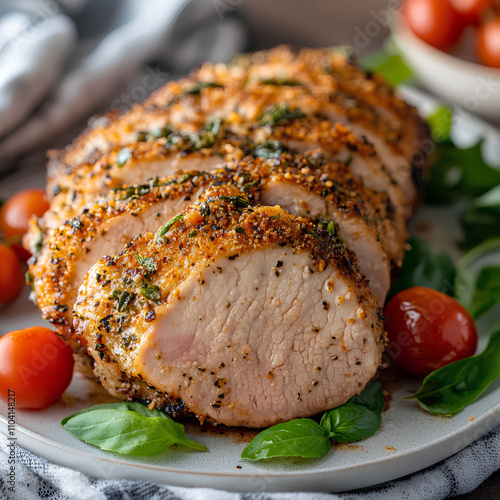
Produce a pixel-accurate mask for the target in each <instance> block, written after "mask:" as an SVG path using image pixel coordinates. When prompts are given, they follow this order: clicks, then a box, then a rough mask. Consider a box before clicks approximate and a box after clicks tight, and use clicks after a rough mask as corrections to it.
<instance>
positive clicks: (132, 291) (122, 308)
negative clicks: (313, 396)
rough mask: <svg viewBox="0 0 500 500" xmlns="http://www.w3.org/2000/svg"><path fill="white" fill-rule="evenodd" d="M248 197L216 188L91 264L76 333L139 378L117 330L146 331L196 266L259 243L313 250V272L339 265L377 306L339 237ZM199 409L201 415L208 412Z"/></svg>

═══

* [What you should do]: Retype exactly, and only, the lines that run from the one with "negative clicks: (313, 396)" through the final line of the entries.

* [Response]:
negative clicks: (313, 396)
rough mask: <svg viewBox="0 0 500 500" xmlns="http://www.w3.org/2000/svg"><path fill="white" fill-rule="evenodd" d="M248 197L216 188L91 264L76 333L139 378L117 330L146 331L196 266L259 243L313 250V272L339 265L377 306L339 237ZM199 409L201 415L208 412Z"/></svg>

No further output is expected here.